• What to produce:
When you copy the entries, omit the images and keep every word as it is.

------------------------------------------------------------------------

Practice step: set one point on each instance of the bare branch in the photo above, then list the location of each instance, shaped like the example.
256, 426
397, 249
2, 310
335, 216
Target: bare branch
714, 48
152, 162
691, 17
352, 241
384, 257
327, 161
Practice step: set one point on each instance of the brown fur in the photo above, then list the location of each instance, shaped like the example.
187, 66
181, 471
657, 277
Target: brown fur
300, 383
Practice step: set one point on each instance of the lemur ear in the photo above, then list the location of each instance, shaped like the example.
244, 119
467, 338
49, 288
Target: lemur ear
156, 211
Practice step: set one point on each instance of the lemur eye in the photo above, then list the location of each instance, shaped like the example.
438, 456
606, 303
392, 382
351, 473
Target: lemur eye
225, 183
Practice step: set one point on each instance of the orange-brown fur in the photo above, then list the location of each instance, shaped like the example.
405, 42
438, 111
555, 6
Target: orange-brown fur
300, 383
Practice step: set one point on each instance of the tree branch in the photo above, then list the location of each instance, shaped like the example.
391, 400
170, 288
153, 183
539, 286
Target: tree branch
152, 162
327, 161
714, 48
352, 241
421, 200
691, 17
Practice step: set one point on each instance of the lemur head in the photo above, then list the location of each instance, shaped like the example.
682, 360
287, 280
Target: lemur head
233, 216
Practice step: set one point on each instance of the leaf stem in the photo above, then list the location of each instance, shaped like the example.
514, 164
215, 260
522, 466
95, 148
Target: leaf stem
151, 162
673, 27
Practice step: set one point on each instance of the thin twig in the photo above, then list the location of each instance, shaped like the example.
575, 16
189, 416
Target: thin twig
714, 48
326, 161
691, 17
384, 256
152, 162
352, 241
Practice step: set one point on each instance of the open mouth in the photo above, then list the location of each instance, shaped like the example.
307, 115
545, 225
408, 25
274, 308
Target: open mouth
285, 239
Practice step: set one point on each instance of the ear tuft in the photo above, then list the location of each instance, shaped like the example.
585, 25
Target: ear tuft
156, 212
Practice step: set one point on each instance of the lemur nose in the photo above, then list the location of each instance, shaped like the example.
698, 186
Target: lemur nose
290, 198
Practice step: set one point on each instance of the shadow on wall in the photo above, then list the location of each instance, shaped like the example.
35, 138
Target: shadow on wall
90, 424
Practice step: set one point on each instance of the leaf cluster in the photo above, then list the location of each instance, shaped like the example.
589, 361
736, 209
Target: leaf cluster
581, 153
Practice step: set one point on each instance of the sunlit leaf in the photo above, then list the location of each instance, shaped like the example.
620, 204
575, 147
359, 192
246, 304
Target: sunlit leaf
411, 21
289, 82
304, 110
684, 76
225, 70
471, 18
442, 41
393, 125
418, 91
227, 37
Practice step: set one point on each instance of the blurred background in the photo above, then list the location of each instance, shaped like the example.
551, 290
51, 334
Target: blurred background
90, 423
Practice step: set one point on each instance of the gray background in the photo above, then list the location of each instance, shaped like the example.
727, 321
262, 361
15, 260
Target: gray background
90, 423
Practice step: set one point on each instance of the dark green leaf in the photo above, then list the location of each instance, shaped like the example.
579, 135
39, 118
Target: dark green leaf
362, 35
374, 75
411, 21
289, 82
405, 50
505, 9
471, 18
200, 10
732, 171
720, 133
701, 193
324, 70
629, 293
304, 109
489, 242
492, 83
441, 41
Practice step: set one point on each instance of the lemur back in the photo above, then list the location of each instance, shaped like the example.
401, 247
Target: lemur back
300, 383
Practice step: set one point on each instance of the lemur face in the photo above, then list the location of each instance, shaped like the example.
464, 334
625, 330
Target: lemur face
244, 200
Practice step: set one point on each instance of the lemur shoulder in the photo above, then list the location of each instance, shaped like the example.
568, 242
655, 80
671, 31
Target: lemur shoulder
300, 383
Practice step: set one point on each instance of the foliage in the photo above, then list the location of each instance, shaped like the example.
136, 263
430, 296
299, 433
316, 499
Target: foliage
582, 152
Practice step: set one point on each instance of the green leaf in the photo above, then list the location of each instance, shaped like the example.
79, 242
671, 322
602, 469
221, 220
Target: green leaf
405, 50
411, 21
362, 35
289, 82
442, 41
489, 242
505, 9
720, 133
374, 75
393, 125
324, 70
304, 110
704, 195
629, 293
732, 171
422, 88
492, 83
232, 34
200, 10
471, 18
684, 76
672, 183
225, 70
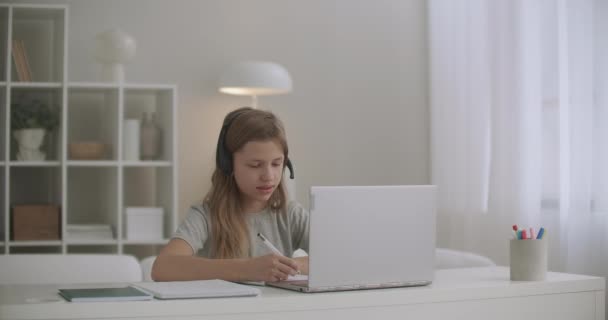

------------------------------------------------------------------------

• Response to this exercise:
Practice step: set one point on each instance of the bare branch in the photo above, then list the location of each instance, shaped like the example.
256, 426
397, 249
2, 310
335, 216
Target: bare branch
714, 48
152, 162
691, 17
352, 241
384, 257
327, 161
Practice step: set one point on each instance of the brown fur in the photo above, then list the location of each instance, shaped like the example.
187, 66
181, 471
657, 277
Target: brown fur
300, 383
Practice step: set one point on each instance of the lemur ear in the photo above, then list the location of each instance, shaped like the example.
244, 119
467, 338
49, 288
Target: lemur ear
156, 211
Practice step: set one point on each instance of the lemur eye in the photo above, then list the location of each instance, shaped like the example.
438, 456
606, 303
392, 382
351, 473
Target: lemur eye
225, 183
Practice step: set one point on each instance of the orange-brown fur in the photo above, then list the location of each instance, shaped like the example.
405, 42
438, 111
555, 6
Target: orange-brown fur
300, 383
Practice step: set one point on each instance of the tree branch in the photo above, then list the location of each instance, shaped like the example.
391, 400
170, 288
153, 183
539, 286
Target: tree branch
152, 162
327, 161
714, 48
352, 241
421, 200
691, 17
Practice step: set one point on each instance of the lemur head in the photo above, then list the location of each instance, shaped like the example.
682, 360
287, 280
Target: lemur head
233, 216
Practice step: set one point on each instance of the leaf stem in the photo above, then list the location of each instance, shaped like the example.
514, 164
215, 260
522, 466
95, 148
Target: leaf stem
151, 162
673, 27
Practice step: set one point on each instance of the thin twig in the photo above, then list the location of each instance, shaped like the example.
575, 16
189, 416
Target: thin twig
714, 48
326, 161
691, 17
384, 256
152, 162
352, 241
Practice step: set one point on each instance of the open mouth in the photo above, then list the location of each instance, shaped like the example.
307, 115
545, 225
408, 25
274, 308
Target: open mouth
285, 239
Practice step: set one point on each instance of the ear tuft in the photo above, then list the location of each instance, shaped like the example.
585, 25
Target: ear tuft
156, 212
Practice step: set one point on each instance of the lemur nose in the photo above, then list the location of each instance, shaped like the example.
698, 186
Target: lemur nose
290, 198
Practice step: set one point on each instance of the shadow on wall in the photo above, then list the location of each instance, shaped like the example.
35, 138
Target: shadow on wall
90, 424
Practice step: set one point on each instance of the leaf cluster in the photo above, then list the location of each instance, shaped like the example.
589, 361
736, 209
Target: leaf cluster
581, 153
Practice step: set one point on each instance of the sunlit leaf in the photo above, then list the location of each instance, shaped like the example.
620, 204
575, 147
359, 192
246, 304
Target: sunlit leaf
411, 21
289, 82
304, 110
684, 76
225, 70
471, 18
442, 41
393, 125
418, 91
227, 37
Practice step: set one point on each instance of the blurred background in the photo above, then list the location of each instance, shaped like the example.
551, 290
51, 334
Target: blurred background
90, 423
Practice step: set one point on each instance of the gray background in the photo above, then list the location of each instance, shaped like the example.
727, 321
262, 361
15, 260
Target: gray background
90, 423
Practice step: set one point on each instance of the dark green leaf in the photo above, then list the location of each instance, shaped like the example.
579, 135
39, 118
Target: dark green leaf
362, 35
374, 75
411, 21
289, 82
405, 50
505, 9
471, 18
200, 10
732, 171
720, 133
701, 193
324, 70
629, 293
304, 109
489, 242
492, 83
441, 41
Practice step: set one point on each instance of the lemur back in the photo above, then list the location of each instance, shaped like the example.
401, 247
Target: lemur back
300, 383
Practice step: set one point on each instance of the lemur face in the photo above, then list the location of each instance, shaped like the example.
464, 334
625, 330
Target: lemur face
244, 200
Practice step: set one point on each instance of the lemur shoulder in the photo above, then list the location of each instance, shaped like the example.
568, 242
655, 80
671, 31
Target: lemur shoulder
300, 383
Practice step: set one point on each instance of the foliage in the photo above, then list the location of each instance, shaped like the example.
136, 263
430, 296
299, 433
316, 499
Target: foliage
582, 152
Practice step: set one point on each instance of the green leaf in the photo above, then list the location of each instance, shaped like the example.
79, 242
671, 322
602, 469
221, 220
Target: green leaf
405, 50
411, 21
362, 35
289, 82
442, 41
489, 242
505, 9
720, 133
374, 75
393, 125
324, 70
304, 110
704, 195
629, 293
732, 171
422, 88
492, 83
232, 34
200, 10
471, 18
684, 76
672, 183
225, 70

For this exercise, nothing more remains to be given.